■ **Instructions to follow**: Copy every line of the records below, requests included, and increase each point coordinate in the answers by 3. Leave out the pictures.

Dataset records

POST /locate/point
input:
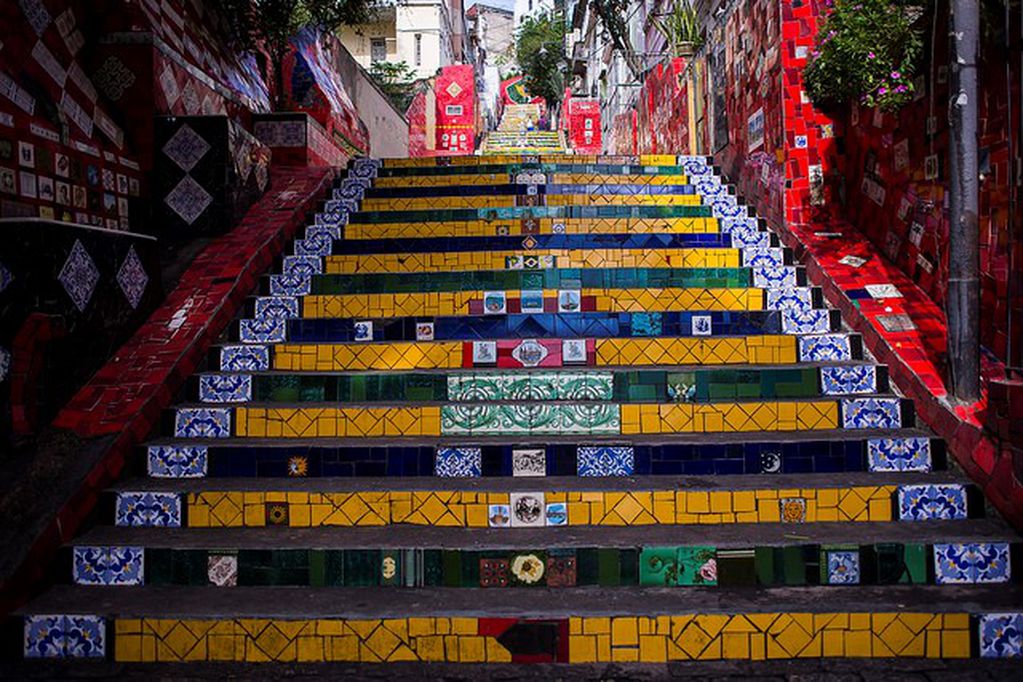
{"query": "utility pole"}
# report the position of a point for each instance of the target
(964, 259)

■ **Solution to the problem**:
POST /locate/point
input:
{"query": "utility pole"}
# report the position of a point for each instance of the target
(967, 262)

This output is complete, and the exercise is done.